Problem to work on: Give back the lines below exactly, but do not include any pictures.

Data provided:
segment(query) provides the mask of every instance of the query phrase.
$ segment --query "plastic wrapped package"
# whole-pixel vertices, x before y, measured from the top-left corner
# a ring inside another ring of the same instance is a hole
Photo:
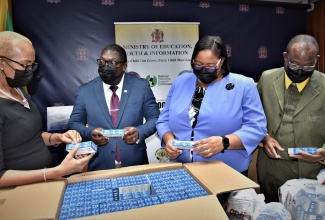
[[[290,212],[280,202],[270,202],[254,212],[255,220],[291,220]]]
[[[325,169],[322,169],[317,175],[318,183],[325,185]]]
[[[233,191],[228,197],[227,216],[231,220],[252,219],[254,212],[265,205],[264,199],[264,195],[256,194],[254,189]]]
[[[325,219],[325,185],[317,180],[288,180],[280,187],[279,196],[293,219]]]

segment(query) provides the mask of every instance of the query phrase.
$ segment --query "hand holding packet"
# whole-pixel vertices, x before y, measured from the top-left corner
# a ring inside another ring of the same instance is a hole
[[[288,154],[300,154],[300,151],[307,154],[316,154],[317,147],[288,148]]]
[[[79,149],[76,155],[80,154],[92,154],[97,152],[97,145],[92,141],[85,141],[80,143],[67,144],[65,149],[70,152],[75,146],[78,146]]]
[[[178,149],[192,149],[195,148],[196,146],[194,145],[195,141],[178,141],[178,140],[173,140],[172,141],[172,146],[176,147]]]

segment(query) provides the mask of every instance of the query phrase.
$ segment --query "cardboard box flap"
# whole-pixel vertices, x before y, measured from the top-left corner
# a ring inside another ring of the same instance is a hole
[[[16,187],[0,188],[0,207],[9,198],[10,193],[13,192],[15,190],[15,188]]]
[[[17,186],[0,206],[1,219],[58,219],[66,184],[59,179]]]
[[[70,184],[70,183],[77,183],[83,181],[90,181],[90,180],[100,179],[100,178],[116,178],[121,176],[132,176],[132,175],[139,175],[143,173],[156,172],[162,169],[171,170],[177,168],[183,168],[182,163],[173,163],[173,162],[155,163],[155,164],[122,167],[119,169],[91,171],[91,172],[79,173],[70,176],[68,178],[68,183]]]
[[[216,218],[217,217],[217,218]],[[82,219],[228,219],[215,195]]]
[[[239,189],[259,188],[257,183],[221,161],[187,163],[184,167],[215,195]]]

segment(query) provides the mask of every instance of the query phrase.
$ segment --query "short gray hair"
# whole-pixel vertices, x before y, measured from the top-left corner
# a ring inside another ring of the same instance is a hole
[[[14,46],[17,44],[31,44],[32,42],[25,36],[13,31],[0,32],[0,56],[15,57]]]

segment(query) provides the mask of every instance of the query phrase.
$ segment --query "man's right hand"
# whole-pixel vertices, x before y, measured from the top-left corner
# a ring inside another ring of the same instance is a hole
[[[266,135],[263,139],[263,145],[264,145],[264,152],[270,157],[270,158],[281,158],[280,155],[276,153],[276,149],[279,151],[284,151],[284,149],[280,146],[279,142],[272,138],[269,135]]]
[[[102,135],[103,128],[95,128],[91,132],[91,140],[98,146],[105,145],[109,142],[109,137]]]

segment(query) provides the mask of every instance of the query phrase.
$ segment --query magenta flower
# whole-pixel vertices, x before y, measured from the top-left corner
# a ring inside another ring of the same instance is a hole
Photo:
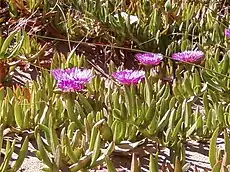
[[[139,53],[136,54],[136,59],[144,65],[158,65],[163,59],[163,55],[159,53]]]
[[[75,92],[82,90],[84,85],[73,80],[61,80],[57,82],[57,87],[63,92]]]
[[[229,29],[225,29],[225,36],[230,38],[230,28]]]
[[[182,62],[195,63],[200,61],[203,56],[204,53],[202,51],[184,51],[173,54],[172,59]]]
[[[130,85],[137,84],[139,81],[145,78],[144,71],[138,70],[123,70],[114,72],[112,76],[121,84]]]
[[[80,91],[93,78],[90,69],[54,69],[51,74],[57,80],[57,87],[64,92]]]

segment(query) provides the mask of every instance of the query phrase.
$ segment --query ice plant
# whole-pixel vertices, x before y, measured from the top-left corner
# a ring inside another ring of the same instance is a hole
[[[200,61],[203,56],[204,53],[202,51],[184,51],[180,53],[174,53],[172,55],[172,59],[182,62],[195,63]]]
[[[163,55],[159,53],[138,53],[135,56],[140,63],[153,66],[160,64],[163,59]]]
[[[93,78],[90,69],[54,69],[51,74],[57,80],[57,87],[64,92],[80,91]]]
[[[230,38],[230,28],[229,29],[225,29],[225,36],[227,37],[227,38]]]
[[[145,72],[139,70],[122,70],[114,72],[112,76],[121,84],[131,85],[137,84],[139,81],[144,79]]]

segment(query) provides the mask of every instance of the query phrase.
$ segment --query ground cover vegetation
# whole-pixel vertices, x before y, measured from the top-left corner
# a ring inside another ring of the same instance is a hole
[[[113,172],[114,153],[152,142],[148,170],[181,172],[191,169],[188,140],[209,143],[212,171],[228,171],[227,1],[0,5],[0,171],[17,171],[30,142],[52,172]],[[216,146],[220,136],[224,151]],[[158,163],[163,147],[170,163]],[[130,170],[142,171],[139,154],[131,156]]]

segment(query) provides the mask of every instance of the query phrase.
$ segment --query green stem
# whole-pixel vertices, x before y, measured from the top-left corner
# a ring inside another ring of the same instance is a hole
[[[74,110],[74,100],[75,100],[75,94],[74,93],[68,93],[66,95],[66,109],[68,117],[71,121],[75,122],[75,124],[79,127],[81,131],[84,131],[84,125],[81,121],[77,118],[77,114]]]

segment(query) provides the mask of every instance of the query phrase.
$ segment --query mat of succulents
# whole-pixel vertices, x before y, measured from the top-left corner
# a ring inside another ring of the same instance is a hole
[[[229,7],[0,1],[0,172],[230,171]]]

Your solution:
segment(query) provides the mask of every instance of the query phrase.
$ segment --query "plastic wrapped package"
# whole-pixel vertices, x before y, measured from the top-left corner
# a ring inside another ring of the same instance is a hole
Photo:
[[[290,212],[280,202],[270,202],[254,212],[255,220],[291,220]]]
[[[325,169],[322,169],[317,175],[318,183],[325,185]]]
[[[233,191],[228,197],[227,216],[231,220],[252,219],[254,212],[265,205],[264,199],[264,195],[256,194],[254,189]]]
[[[325,219],[325,185],[317,180],[288,180],[280,187],[279,196],[293,219]]]

segment(query) provides the mask of every instance of the query phrase.
$ segment --query "hand holding packet"
# whole-pixel vertices, x before y, measured from the top-left corner
# a ring inside another ring of the same instance is a hole
[[[288,154],[300,154],[300,151],[307,154],[316,154],[317,147],[288,148]]]
[[[79,149],[76,155],[80,154],[92,154],[97,152],[97,145],[92,141],[85,141],[80,143],[67,144],[65,149],[70,152],[75,146],[78,146]]]
[[[178,149],[192,149],[195,148],[196,146],[194,145],[195,141],[178,141],[178,140],[173,140],[172,141],[172,146],[176,147]]]

segment(query) provides the mask of every instance of the query phrase.
$ segment --query "cardboard box flap"
# whole-pixel vertices, x before y, measured from the top-left corner
# a ring inside another ring of the same instance is a hole
[[[16,187],[0,188],[0,207],[9,198],[10,193],[13,192],[15,190],[15,188]]]
[[[17,186],[0,206],[1,219],[58,219],[66,184],[59,179]]]
[[[70,184],[70,183],[77,183],[83,181],[90,181],[90,180],[100,179],[100,178],[116,178],[121,176],[132,176],[132,175],[139,175],[143,173],[156,172],[162,169],[171,170],[177,168],[183,168],[182,163],[173,163],[173,162],[155,163],[155,164],[122,167],[119,169],[91,171],[91,172],[79,173],[70,176],[68,178],[68,183]]]
[[[216,218],[217,217],[217,218]],[[82,219],[228,219],[215,195]]]
[[[239,189],[259,188],[257,183],[221,161],[187,163],[184,167],[215,195]]]

segment(query) provides the mask of every instance of the query phrase.
$ segment --query "short gray hair"
# whole-pixel vertices, x before y, measured from the top-left corner
# a ring inside another ring of the same instance is a hole
[[[14,46],[17,44],[31,44],[32,42],[25,36],[13,31],[0,32],[0,56],[15,57]]]

segment(query) provides the mask of every instance of the query phrase.
$ segment --query "man's right hand"
# whole-pixel vertices, x before y, measured from the top-left corner
# a ring inside another ring of the same instance is a hole
[[[266,135],[263,139],[263,145],[264,145],[264,152],[270,157],[270,158],[281,158],[280,155],[276,153],[276,149],[279,151],[284,151],[284,149],[280,146],[279,142],[272,138],[269,135]]]
[[[102,135],[103,128],[95,128],[91,132],[91,140],[98,146],[105,145],[109,142],[109,137]]]

segment(query) provides the mask of every instance of the query phrase.
$ segment --query magenta flower
# whole-pixel vertices, x before y, measured from the top-left corner
# a ring inside another ring of the same instance is a hole
Photo:
[[[139,53],[136,54],[136,59],[144,65],[158,65],[163,59],[163,55],[159,53]]]
[[[75,92],[82,90],[84,85],[73,80],[61,80],[57,82],[57,87],[63,92]]]
[[[229,29],[225,29],[225,36],[230,38],[230,28]]]
[[[182,62],[195,63],[200,61],[203,56],[204,53],[202,51],[184,51],[173,54],[172,59]]]
[[[130,85],[137,84],[139,81],[145,78],[144,71],[138,70],[123,70],[114,72],[112,76],[121,84]]]
[[[80,91],[93,78],[90,69],[54,69],[51,74],[57,80],[57,87],[64,92]]]

segment(query) provides the mask of every instance of the query phrase.
$ segment --query ice plant
# whole-pixel vertices, x before y, measured from the top-left corner
# a ring inside another ring of the same instance is a hole
[[[200,61],[203,56],[204,53],[202,51],[184,51],[180,53],[174,53],[172,55],[172,59],[182,62],[195,63]]]
[[[163,55],[159,53],[138,53],[135,56],[140,63],[153,66],[160,64],[163,59]]]
[[[93,78],[90,69],[54,69],[51,74],[57,80],[57,87],[64,92],[80,91]]]
[[[230,38],[230,28],[229,29],[225,29],[225,36],[227,37],[227,38]]]
[[[145,72],[139,70],[122,70],[114,72],[112,76],[121,84],[131,85],[137,84],[139,81],[144,79]]]

segment(query) provides the mask of every instance of the query phrase.
$ segment --query ground cover vegetation
# whole-pixel vertices, x before y, measured from the top-left corner
# a ring inside another ring of the same instance is a hole
[[[113,172],[114,153],[152,142],[148,170],[181,172],[191,169],[188,140],[209,143],[212,171],[228,171],[227,1],[0,5],[0,171],[17,171],[30,142],[52,172]],[[216,146],[220,136],[224,151]],[[158,163],[163,147],[170,163]],[[130,170],[142,171],[139,154],[131,156]]]

segment(query) provides the mask of every instance of the query phrase.
$ segment --query green stem
# whole-pixel vertices, x before y, measured from the top-left corner
# a ring inside another ring of the same instance is a hole
[[[74,110],[74,100],[75,100],[75,94],[74,93],[68,93],[66,95],[66,109],[68,117],[71,121],[75,122],[75,124],[79,127],[81,131],[84,131],[84,125],[81,121],[77,118],[77,114]]]

segment(query) provides the mask of every instance of the query phrase.
$ segment --query mat of succulents
# whole-pixel vertices, x before y, measured from the top-left corner
# a ring inside another ring of the same instance is a hole
[[[229,7],[0,1],[0,172],[230,171]]]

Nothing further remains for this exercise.